↓↓↓

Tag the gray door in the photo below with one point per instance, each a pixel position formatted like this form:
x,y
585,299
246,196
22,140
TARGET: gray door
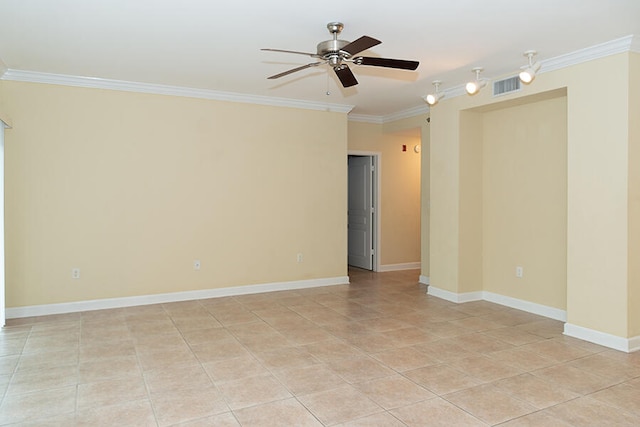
x,y
360,214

↑↑↑

▶ _Job_: Rewrite every line of the material above, requests included, multiplying each pixel coordinate in the answers by 2.6 and rounding to whole numbers, with halves rounded up; the numbers in the requests and their format samples stay as they are. Leave the pictures out.

▶ _The reply_:
Tag the gray door in the photo below with one point per instance, each a pixel position formatted like this form:
x,y
585,299
246,196
22,140
TARGET: gray door
x,y
936,556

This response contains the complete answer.